ChatGPT tells me that there is a bypass where I can bypass the relay, and somehow install another relay in its place and if this is a common problem with this era Ford and this is a common repair.

Is anybody familiar with this? I’d appreciate any input. It doesn’t look like a terribly difficult thing to do, but it looks like it would take at least several hours and before I invest the time I want to get your expert opinions.

Thank you in advance.
 
AI is unreliable at best a lot of the time. You’re going to have to do more diagnostics than pulling codes and messaging AI.

I’ve never heard of the fuel pump relay in a 92 Ranger being integrated into something else. The relays are under the fuse block in the engine bay. Pretty easy. There’s two retaining tabs to remove the fuse block and two retaining tabs under that to release the relay block. I’m not sure your problem is relay related though.

You need to do a fuel pressure test. That will tell you the health of the fuel pump. Also pop the vacuum line off the fuel pressure regulator and see if there is fuel in the vacuum line.

Check the injectors. With the engine running, carefully use a long extension or screwdriver or something. Touch it to each injector and listen. You should hear a quick tick-tick-tick-tick as the injector cycles.

When was the last time the fuel filter was replaced? 20-30k is the recommended change interval.

When was the oxygen sensors replaced last? Generally they are considered to last 10 years/100k, whichever comes first.

The computers in these are highly susceptible to capacitor failure that causes all sorts of problems. I’d be inclined to pull it (passenger side kick panel under the dash), pop the cover, and take a peek.

There’s lots more I could suggest but we will start here…
 
Thank you so much for your thoughtful reply. This is exactly the sort of thoughtful information that I was hoping to get here.

The fuel pump was changed about 40,000 miles ago, the air filter is clean, I replaced the fuel pump about seven years ago. It did not need to be replaced, but I needed to drop the tank to repair a brake line so I figured while all the work was done I put a new fuel pump in.

I did not check the fuel pressure. I do have a mechanics stethoscope so I could check the fuel injectors. I will also check the relays, now that you told me where they are. There is a rectangular box underneath the heavy duty fuses under the hood, and I actually suspect that that’s where the relays were, but AI steered me off and what appears to be the wrong direction.
 
As far as the oxygen sensor goes, I have never replaced it. I’ve had the truck about 17 years, and I have no history on it before that.
 
Unfortunately with parts quality being what it is these days, just because a part was recently replaced doesn’t necessarily mean that it’s good, so proper diagnostics requires verifying that things are works as they should.

# TASK REQUIREMENTS:
1. In the Ranger repair thread, where are the relays located?
2. Do these statements agree with the Ranger repair thread? (a) The recommended change interval for the fuel filter is 20-30k. (b) The truck's owner has replaced the oxygen sensor. (c) The owner has had the truck for about 10 years.

# GIVEN ENTRIES:
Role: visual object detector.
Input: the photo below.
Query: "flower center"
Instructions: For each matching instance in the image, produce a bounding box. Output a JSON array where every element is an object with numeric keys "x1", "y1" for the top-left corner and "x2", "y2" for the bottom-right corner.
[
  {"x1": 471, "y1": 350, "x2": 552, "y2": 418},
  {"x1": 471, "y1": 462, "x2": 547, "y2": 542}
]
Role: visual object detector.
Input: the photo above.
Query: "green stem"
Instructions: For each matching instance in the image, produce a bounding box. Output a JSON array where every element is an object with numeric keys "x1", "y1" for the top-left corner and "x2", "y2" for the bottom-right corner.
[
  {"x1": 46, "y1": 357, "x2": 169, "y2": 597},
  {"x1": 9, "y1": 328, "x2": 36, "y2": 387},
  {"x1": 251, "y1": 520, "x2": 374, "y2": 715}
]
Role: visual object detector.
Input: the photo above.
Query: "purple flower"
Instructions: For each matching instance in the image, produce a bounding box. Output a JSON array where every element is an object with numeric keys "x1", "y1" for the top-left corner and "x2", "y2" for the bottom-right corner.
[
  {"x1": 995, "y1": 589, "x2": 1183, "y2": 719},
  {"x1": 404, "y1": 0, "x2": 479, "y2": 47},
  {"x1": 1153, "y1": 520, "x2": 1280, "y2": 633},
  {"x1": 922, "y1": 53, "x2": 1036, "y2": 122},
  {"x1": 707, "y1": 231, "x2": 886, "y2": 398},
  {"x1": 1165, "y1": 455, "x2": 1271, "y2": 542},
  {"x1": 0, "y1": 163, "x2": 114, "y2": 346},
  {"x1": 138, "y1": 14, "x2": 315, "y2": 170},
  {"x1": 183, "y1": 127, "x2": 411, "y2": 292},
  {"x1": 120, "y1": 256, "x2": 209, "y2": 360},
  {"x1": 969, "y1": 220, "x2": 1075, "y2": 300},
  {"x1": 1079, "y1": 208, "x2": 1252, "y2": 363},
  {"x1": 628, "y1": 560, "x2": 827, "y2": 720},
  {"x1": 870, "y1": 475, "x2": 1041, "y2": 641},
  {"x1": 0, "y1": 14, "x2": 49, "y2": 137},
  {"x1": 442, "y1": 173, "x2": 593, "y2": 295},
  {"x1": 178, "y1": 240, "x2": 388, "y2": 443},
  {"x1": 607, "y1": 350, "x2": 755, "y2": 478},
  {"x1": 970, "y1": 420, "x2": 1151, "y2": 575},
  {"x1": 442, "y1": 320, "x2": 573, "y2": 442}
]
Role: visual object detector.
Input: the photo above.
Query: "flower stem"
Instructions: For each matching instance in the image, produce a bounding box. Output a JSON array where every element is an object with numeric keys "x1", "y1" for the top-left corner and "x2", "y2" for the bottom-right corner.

# RESPONSE LIST:
1. Under the fuse block in the engine bay.

2.
(a) Yes: "20-30k is the recommended change interval."
(b) No: "As far as the oxygen sensor goes, I have never replaced it."
(c) No: "I’ve had the truck about 17 years"